:: Отрывок

Кайтыр скомандовал подчинённым разбежаться в стороны. Один боец укрылся у здания, а второй устремился назад, к своим. А Кайтыр решил бежать навстречу опасности, к украинским позициям. Впоследствии выяснится, что такой наглый манёвр, как характеризует свой поступок старший лейтенант, сбил с толку операторов дронов и помог ему выиграть лишние 10—15 секунд для своей группы.
«Выбегаю из-за стены, спасаясь от одних дронов, а там на земле ещё штук пять стоят и начинают на меня залетать, — вспоминает офицер. — Мне бы, конечно, дальше бежать, но я остановился на секунду — и всё, беспилотники меня окружили. Я начал поливать их очередью из автомата, а они меня, что называется, приняли от души. От одного сброса меня контузило, осколки от двух других пролетели мимо, а вот четвёртый БПЛА сбросил гранаты — и мне посекло всю правую сторону тела, ногу и руку. Двигаться я уже не мог».
Украинские дроны зависли над Кайтыром. «Они не видели, что у меня руки и ноги ранены, кровь хлещет. Я на глаза каску натянул, замер, думаю: «Будь что будет». Они приняли меня за «двухсотого». Повезло», — считает офицер.

::::

*Что сделать:*
**1)** Выведите дословно часть отрывка о Кайтыре от слов «Кайтыр скомандовал подчинённым» до слов «для своей группы.» включительно.
**2)** Ответьте по отрывку о Кайтыре на три вопроса:
(a) Сколько лишних секунд помог выиграть для группы манёвр Кайтыра?
(b) Какой по счёту беспилотник сбросил гранаты, которые посекли офицеру правую сторону тела?
(c) За кого украинские дроны приняли Кайтыра?
**3)** Продолжите отрывок о Кайтыре, начав сразу после его последнего предложения.

:: Извлечённые данные

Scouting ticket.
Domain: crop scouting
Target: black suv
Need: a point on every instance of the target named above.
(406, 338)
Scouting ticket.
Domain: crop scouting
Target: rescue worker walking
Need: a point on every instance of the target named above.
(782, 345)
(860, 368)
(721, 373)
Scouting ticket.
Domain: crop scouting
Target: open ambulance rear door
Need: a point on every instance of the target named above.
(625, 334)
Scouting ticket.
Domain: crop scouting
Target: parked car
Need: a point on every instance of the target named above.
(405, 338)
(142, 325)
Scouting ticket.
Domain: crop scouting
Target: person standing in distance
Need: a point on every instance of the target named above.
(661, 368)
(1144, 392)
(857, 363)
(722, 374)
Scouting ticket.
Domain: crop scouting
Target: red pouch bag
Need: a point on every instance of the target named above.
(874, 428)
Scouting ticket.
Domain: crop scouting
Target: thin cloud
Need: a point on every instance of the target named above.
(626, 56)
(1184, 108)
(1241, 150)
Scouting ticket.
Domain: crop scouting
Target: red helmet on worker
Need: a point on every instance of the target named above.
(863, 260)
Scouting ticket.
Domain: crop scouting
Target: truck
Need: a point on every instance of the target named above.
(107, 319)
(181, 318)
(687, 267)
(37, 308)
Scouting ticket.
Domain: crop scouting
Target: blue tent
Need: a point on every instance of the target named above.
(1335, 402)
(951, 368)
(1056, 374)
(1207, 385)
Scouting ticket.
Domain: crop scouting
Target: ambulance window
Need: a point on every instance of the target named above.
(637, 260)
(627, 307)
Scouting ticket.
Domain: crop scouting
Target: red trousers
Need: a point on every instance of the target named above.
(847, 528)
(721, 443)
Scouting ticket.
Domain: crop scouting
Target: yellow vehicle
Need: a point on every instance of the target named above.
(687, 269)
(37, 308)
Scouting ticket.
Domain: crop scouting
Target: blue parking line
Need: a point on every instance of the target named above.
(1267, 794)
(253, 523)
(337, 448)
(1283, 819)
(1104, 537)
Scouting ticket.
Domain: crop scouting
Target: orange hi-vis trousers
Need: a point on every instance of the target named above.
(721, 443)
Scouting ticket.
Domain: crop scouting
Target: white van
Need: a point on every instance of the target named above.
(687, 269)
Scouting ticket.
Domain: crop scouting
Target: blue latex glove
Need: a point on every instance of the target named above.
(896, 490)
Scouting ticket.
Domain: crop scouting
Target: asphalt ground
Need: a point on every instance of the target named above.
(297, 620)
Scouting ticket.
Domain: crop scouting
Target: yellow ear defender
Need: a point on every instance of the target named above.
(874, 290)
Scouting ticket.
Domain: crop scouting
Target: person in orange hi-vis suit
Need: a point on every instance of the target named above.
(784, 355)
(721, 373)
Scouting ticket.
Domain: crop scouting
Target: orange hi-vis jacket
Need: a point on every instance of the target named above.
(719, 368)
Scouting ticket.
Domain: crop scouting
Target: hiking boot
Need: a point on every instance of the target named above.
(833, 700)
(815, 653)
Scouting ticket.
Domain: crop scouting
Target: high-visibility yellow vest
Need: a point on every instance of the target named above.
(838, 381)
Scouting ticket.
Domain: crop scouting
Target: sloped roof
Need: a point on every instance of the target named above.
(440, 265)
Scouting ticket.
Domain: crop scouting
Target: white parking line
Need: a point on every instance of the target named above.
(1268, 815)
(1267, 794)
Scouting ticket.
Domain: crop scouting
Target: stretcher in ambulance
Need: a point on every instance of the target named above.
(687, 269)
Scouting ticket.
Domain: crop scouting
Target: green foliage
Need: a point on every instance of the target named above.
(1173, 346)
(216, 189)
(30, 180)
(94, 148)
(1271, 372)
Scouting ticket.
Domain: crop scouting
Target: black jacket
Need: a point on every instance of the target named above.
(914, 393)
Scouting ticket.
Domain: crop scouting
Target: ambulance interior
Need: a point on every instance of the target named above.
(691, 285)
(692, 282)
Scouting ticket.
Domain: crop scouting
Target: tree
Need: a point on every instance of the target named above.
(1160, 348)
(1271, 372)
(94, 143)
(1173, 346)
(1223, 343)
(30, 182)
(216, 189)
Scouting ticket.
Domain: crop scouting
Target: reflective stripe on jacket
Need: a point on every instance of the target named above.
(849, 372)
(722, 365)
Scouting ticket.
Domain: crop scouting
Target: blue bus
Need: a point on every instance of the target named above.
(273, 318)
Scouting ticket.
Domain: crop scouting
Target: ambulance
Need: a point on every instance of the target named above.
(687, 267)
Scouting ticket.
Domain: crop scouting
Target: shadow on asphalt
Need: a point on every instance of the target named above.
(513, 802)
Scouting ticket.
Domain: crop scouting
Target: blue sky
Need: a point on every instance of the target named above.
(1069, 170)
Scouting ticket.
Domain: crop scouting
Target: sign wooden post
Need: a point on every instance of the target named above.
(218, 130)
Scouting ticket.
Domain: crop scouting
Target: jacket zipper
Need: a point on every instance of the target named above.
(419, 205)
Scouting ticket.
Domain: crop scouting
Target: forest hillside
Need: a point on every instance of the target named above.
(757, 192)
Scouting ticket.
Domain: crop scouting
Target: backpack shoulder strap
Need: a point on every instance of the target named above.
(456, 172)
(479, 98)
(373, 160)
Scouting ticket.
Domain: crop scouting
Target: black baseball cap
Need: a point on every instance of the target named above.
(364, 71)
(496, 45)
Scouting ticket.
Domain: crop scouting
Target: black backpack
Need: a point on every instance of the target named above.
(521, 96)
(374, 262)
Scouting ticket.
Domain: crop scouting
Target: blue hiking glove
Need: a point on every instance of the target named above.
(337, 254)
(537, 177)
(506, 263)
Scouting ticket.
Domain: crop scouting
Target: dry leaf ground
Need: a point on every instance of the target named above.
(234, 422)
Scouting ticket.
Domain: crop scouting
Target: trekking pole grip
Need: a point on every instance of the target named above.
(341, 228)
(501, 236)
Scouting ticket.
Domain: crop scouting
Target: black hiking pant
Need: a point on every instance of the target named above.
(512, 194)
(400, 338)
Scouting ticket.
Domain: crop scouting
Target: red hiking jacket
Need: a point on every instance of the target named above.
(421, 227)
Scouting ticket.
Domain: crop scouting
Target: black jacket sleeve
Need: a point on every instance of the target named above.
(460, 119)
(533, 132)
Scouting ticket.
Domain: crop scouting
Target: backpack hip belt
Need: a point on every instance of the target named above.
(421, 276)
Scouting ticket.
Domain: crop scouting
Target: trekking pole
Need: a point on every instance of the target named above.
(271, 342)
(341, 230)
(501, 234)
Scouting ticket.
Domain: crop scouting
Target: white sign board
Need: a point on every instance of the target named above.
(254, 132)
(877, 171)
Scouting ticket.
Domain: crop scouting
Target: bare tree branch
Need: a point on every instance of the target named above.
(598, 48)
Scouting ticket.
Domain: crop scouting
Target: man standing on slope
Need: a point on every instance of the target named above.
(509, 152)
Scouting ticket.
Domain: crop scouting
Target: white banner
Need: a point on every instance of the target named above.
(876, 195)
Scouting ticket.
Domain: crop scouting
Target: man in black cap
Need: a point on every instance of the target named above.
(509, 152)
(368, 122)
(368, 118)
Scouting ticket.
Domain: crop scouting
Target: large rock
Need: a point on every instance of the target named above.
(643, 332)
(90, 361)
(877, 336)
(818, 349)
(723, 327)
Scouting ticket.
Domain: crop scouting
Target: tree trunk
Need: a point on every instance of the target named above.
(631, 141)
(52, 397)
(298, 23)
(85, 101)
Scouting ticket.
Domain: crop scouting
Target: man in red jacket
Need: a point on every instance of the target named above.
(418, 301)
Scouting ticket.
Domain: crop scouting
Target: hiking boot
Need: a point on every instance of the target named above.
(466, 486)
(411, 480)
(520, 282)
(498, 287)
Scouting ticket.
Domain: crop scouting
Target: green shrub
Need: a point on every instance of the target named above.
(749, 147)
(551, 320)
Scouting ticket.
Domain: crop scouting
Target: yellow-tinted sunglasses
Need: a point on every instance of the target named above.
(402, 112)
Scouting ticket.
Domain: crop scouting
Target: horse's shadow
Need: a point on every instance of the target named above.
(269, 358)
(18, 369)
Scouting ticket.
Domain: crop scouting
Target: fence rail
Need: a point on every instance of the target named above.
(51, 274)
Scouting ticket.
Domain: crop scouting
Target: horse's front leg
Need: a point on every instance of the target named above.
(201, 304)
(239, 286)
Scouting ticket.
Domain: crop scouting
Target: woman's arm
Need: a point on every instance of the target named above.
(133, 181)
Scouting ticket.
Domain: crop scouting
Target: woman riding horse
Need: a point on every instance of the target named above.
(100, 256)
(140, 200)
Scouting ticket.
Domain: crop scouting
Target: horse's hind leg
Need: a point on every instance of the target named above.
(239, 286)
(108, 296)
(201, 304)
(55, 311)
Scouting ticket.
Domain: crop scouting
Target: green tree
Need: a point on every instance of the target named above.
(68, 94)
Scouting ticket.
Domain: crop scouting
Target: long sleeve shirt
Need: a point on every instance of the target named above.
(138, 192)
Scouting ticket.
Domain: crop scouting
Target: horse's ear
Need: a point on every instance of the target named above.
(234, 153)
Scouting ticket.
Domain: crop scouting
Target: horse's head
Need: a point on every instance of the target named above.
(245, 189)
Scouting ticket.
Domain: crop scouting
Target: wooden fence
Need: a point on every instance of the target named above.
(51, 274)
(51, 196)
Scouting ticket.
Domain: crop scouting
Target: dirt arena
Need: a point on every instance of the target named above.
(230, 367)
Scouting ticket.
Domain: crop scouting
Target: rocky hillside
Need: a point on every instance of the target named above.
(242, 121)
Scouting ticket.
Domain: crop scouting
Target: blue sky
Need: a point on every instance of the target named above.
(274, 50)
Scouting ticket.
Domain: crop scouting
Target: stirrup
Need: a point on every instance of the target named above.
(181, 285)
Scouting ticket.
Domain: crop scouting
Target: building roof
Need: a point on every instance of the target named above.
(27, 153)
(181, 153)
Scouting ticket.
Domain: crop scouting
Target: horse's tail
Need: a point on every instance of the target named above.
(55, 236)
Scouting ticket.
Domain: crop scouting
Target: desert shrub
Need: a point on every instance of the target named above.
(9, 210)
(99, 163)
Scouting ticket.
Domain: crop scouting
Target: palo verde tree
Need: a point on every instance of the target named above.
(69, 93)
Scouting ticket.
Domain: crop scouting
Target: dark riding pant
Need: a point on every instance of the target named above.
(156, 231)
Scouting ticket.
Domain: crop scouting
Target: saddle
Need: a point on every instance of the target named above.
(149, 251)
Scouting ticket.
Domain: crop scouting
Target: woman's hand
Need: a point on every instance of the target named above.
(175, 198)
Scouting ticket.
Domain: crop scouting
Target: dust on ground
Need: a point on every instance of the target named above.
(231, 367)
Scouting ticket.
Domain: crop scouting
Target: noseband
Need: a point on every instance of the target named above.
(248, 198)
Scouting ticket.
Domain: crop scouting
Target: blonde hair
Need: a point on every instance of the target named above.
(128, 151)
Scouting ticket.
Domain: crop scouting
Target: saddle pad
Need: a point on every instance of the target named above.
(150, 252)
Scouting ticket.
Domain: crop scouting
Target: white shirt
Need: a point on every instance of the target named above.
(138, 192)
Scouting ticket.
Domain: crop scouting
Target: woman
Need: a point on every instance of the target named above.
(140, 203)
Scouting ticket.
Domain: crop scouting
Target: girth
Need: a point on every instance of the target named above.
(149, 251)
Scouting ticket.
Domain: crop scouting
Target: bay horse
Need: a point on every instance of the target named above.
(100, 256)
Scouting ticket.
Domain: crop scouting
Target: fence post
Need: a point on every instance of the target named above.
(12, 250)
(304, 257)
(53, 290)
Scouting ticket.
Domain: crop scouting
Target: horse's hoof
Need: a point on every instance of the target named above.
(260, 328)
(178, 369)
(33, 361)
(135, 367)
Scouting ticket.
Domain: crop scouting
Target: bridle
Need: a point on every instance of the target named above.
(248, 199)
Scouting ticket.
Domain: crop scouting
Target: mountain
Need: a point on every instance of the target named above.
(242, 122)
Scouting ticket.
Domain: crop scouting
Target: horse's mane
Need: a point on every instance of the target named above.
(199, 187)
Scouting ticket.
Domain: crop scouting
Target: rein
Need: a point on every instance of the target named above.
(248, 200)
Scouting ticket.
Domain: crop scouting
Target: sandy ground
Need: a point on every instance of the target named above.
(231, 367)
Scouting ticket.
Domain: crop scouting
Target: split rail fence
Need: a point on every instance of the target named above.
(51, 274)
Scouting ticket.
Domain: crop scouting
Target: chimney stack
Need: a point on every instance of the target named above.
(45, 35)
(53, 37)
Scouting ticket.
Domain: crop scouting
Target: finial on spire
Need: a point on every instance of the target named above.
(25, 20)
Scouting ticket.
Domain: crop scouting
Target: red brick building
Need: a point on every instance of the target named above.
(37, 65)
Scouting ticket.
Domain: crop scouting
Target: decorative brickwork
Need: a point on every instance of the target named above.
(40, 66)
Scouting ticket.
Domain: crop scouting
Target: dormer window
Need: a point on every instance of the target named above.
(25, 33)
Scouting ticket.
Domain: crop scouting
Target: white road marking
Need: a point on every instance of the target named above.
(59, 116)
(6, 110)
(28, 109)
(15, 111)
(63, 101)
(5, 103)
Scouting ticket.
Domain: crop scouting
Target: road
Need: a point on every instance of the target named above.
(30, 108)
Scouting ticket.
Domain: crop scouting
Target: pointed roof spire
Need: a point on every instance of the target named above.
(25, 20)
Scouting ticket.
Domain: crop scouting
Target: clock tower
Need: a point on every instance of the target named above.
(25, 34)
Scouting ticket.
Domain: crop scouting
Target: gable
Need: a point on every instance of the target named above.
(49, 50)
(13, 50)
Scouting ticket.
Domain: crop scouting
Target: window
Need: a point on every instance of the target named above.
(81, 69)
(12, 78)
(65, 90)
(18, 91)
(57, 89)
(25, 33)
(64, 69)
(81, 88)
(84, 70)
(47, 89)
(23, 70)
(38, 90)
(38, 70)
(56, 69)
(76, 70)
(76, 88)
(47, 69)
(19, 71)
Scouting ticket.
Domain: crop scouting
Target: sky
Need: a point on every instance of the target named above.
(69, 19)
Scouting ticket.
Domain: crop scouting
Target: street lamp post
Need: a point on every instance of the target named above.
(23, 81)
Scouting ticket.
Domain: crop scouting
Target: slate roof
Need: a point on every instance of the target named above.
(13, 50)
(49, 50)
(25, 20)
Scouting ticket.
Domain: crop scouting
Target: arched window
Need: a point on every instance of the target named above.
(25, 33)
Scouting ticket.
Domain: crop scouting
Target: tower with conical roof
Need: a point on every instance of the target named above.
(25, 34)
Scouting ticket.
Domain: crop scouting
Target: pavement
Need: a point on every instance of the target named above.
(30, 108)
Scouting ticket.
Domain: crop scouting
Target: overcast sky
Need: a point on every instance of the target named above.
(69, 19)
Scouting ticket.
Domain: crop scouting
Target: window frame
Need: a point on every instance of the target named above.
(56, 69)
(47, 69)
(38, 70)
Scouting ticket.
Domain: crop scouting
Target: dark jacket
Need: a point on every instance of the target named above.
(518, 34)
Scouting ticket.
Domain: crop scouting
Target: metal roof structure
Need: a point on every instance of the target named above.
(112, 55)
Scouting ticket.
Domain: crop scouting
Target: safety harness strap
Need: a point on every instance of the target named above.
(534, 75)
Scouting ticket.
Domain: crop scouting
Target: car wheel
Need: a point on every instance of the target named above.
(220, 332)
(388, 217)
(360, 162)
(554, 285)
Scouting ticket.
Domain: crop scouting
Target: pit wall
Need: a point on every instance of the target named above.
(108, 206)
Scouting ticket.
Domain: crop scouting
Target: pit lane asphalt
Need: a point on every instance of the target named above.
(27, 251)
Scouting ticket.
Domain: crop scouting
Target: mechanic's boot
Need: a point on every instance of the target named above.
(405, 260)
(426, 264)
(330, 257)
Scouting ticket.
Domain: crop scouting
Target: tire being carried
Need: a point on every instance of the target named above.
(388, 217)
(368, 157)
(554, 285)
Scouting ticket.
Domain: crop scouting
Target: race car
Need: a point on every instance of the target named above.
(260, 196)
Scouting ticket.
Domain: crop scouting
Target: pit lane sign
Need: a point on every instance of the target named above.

::::

*Ответы по заданиям:*
**1)**
Кайтыр скомандовал подчинённым разбежаться в стороны. Один боец укрылся у здания, а второй устремился назад, к своим. А Кайтыр решил бежать навстречу опасности, к украинским позициям. Впоследствии выяснится, что такой наглый манёвр, как характеризует свой поступок старший лейтенант, сбил с толку операторов дронов и помог ему выиграть лишние 10—15 секунд для своей группы.

**2)**
(a) 10—15 секунд.
(b) Четвёртый.
(c) За «двухсотого».

**3)**
Доброволец потерял сознание. Пришёл в себя через три часа и наконец сумел сделать себе укол обезболивающего. Двигаться он по-прежнему не мог.
«Под голову положил гранату»
Кайтыр надеялся, что к ночи сможет набраться сил и дойти до леса. Но ранения были слишком серьёзными: «Одна нога — сломана, вторая не двигалась, правая рука — абсолютно нерабочая. Двигалась только левая рука, на ней я смог проползти лишь 3 м. Я понял, что до утра к своим не доберусь, а днём в поле меня сразу увидят и добьют».
Офицер решил притвориться мёртвым. Он знал, что ВСУ минируют тела убитых россиян и наши бойцы рискуют, когда забирают погибших. А его сослуживец с позывным Ведьма рассказывал, как видел вражеский блиндаж, укрытый телами российских военнослужащих: «Как вести огонь?! Там же хоть убитые, но это наши ребята! А враг этим замешательством пользуется. Ну ничего святого нет у них вообще!»
Поэтому тяжелораненый Кайтыр положил рядом с собой гранату и автомат, а затем сжёг страницы в военном билете, где были написаны адреса и телефоны: «Я понимал, что для противника взять в плен офицера — большая удача, и не мог им такое удовольствие доставить. Под голову положил гранату, чтобы наверняка. Если бы противник нашёл меня, я бы дёрнул чеку».
Позже офицер узнает, что вторая группа, которую отправили за ними, оказалась в похожем положении: их точно так же встретили дроны — один боец погиб, а второй был ранен и пролежал трое суток. Когда свои смогли его вытащить, он сообщил, что вся группа Кайтыра погибла.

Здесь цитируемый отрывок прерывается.